■ 読解用の文章:
---*---

連載9 “ガールズ”講座を立ち上げた頃
仕事人には2つのタイプがあるという。登山型とハイキング型と。前者は目標に向かって計画を立て、登っていく。後者はとりあえず目の前のことに注力していたらここまで来たっぺ、みたいな。あなたはどちらですか? 私はどうみてもハイキング。いやキョロキョロさんぽしてたらこの森を探険していたよ、タイプです。
予定されたことをやるのは不得意。海とも山ともわからない、そして正解のないことをやるのが好き。目標はなく、いきあたりばったり。でも、やってるうちに成果を見せるというか、こんな意味があるよ、あなたも私もこれがあったら楽になるでしょ~と喧伝したくなる。ただの欲張りなのかも。
40代はワーカホリックで、同じ日に二つのイベントがブッキングしてしまうこともあった。それも自分で気づかないから、迷惑をかける。「ちょっと。これ同じ日ですけど、どうやるんですか?」と後輩のSさん。「ご、ごめんなさい。助けてー」
そして一つのしごとを3年くらいやると、異動したり、違うことをやったり。飽きっぽい。そんな私が唯一、長~く続いたのが“ガールズ”支援のしごとです。始めたころ、娘Bが「東京ガールズ・コレクション」というファッションイベントに行っており、この名前にしたような。
2010年代、私はずっとこのしごとをしていた。まあ就労支援事業に位置づいていたし、これは未踏の森だと思い、キャリアコンサルタントの資格をとった。それも詰めがないから一回では取れず、浪費をした。そして2022年のいま、社会福祉士の勉強をしている。これももっと早くやっていたら、もう少しよいしごとができたんじゃないかと思う。後手後手だが、しかたない。そしてこれから自分なりに続きのしごとをしようと思って、やっている。
この10年で社会は激しく変わったと思う。今では行政に「ひきこもり支援課」ができるほど社会化した「ひきこもり」という言葉。当事者団体である「ひきこもりUX会議」の調査や発信、「ひきこもり女子会」の活動は目覚ましい。障害福祉の法律が次々できて障害福祉制度が国際水準に向けて整った10年でもあった。生涯未婚率(50歳で一度も婚姻してない人の割合)は10年間で男性20%から28%に、女性10%から18%に。非正規雇用が3人に1人となった。貧富の格差がひどくなったが、今の貧困は目に見えない。違う階層や文化の人と出会うことも少なくなった。「自己責任」をひたひたと内面化させられ、怒る人もいないソフトな階級社会。だれもが包摂される社会が目指されているのに、だれもが排除されやすい社会。こんな社会で、働くことはだれにとってもしんどい。娘たちの時代にはもう少し女の人が生きやすい世の中だったら、と思って働いてもきたけど、全然そうなっていない。むしろ。がっかり。。。

---*---

■ 取り組む課題:
**A.** “ガールズ”講座の連載文を、「予定されたことをやるのは不得」を含む語句から「しようと思って、やっている。」までそのまま書き写してください。
**B.** “ガールズ”講座の連載文に出てくるパーセント表示の数値をすべて挙げてください。
**C.** “ガールズ”講座の連載文を、最後の文の後から書き継いでください。
次の記録は、上の文章とは別の出典から取ったものです。

■ 保存済みの記録:
---*---

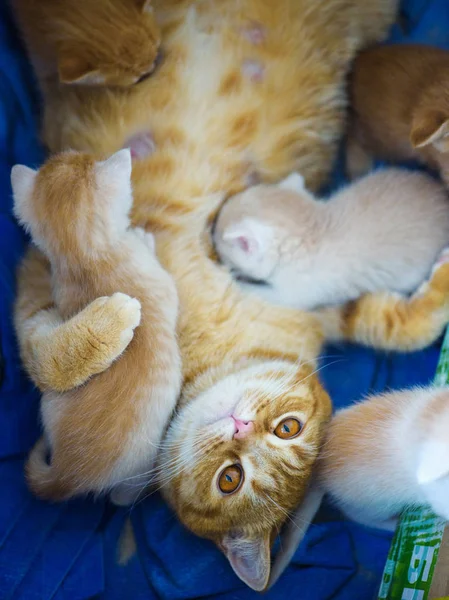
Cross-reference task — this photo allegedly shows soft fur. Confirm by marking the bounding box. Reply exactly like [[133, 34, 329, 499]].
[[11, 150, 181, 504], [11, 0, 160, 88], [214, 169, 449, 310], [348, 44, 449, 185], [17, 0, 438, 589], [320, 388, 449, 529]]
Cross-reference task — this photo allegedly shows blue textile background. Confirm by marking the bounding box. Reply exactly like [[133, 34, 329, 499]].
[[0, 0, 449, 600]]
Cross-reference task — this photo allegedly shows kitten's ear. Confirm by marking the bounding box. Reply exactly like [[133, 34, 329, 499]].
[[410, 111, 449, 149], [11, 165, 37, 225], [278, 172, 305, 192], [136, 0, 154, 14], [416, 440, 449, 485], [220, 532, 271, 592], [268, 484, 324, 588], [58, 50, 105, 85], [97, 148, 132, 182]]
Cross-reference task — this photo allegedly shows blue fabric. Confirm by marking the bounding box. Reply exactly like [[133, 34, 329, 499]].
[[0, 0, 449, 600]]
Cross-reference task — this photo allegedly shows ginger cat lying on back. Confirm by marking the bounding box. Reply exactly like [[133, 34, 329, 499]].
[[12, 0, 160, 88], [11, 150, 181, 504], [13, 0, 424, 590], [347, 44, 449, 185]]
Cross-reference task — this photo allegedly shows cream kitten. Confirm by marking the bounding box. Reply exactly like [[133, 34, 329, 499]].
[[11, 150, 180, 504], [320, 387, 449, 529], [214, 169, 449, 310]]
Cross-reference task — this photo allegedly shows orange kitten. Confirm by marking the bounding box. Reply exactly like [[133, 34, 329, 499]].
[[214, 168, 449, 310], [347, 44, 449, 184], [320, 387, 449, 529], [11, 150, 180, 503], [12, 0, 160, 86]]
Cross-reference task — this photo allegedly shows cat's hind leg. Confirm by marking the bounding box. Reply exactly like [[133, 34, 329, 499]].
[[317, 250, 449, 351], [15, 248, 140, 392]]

---*---

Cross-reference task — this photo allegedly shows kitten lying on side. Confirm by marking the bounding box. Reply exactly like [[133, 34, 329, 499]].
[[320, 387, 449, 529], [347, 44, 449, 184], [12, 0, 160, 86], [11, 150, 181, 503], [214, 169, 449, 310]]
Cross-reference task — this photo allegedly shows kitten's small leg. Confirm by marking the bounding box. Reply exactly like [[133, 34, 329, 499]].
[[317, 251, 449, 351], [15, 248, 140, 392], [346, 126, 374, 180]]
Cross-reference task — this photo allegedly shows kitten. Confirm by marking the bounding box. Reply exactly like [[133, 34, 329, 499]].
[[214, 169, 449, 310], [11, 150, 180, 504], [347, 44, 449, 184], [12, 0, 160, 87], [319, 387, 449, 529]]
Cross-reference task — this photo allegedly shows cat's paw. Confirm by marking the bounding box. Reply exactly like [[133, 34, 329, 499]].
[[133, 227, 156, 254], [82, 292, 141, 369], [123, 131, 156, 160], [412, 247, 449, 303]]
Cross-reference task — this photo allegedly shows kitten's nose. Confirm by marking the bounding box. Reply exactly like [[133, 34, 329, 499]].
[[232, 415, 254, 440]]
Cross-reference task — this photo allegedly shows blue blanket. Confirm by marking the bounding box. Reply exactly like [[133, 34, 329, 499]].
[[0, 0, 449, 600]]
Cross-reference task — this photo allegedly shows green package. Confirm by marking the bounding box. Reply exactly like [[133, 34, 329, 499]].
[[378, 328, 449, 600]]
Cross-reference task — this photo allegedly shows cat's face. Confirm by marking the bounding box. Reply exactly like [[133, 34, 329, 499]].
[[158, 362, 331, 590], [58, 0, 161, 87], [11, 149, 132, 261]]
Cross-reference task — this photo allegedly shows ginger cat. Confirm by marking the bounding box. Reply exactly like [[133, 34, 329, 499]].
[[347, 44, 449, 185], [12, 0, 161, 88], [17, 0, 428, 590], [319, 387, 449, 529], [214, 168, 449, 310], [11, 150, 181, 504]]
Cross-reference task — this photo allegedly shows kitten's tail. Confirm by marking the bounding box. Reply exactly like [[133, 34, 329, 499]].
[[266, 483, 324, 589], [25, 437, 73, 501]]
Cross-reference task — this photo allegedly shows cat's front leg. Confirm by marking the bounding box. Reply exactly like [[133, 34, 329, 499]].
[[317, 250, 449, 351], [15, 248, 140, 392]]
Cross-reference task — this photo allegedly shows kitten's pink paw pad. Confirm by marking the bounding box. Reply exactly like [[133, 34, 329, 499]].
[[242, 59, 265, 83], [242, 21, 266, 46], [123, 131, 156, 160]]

---*---

■ 演習の結果:
**A.**
予定されたことをやるのは不得意。海とも山ともわからない、そして正解のないことをやるのが好き。目標はなく、いきあたりばったり。でも、やってるうちに成果を見せるというか、こんな意味があるよ、あなたも私もこれがあったら楽になるでしょ~と喧伝したくなる。ただの欲張りなのかも。
40代はワーカホリックで、同じ日に二つのイベントがブッキングしてしまうこともあった。それも自分で気づかないから、迷惑をかける。「ちょっと。これ同じ日ですけど、どうやるんですか?」と後輩のSさん。「ご、ごめんなさい。助けてー」
そして一つのしごとを3年くらいやると、異動したり、違うことをやったり。飽きっぽい。そんな私が唯一、長~く続いたのが“ガールズ”支援のしごとです。始めたころ、娘Bが「東京ガールズ・コレクション」というファッションイベントに行っており、この名前にしたような。
2010年代、私はずっとこのしごとをしていた。まあ就労支援事業に位置づいていたし、これは未踏の森だと思い、キャリアコンサルタントの資格をとった。それも詰めがないから一回では取れず、浪費をした。そして2022年のいま、社会福祉士の勉強をしている。これももっと早くやっていたら、もう少しよいしごとができたんじゃないかと思う。後手後手だが、しかたない。そしてこれから自分なりに続きのしごとをしようと思って、やっている。

**B.** 20%、28%、10%、18%

**C.**
2008年、ニーズを知るために「若年無業女性の自立支援に向けた生活状況調査」をした。困っている単身女性がどこにいるのかわからず、あちこちに用紙を置いてもらったり、ネットカフェに配りに行ったりした。約50件しか集まらなかったが、重層的なさまざまな困難を抱えつつ「働きたい」と考えている若い女性がたくさんいることがわかって、2009年に「ガールズ編しごと準備講座」を立ち上げた。対象は15歳から39歳までの無業シングルの女性である。サブコピーは「働きづらさに悩むあなたに」。前回書いた講座ルトラヴァイエより少なめの、定員20人。準備期間が少なく、だいたいのプログラムを決めたが、人が集まるか? 知らせること伝えることが第一関門だった。当時、Mixiの投稿を見て来てくれた人も。なんとか集まって、ほっとしたのもつかの間。やりながら明日のレジュメを作っていた。見学や取材の申込みにも追われた。毎日、想定外の色々なことが起きた。ある受講生が部屋を出ていったと思ったら、トイレにこもって泣いている。講座の中では「婚活と就活はどっちが先? 30歳は崖っぷち」「履歴書に書くことが1行もない」「水商売の期間はどう書く?」などの質問。そもそも「世の中に自分を助けてくれるところはない」「人がこわい」「相談などしたことがない」という。最初はしーんと静まり返って始まった講座の場が、それでもだんだん活気を帯びてきて、最終日にはあふれる思いを繰り出して笑ったり泣いたりしていた。グループ・ダイナミクスがここでも成り立ったことに、私はほっとした。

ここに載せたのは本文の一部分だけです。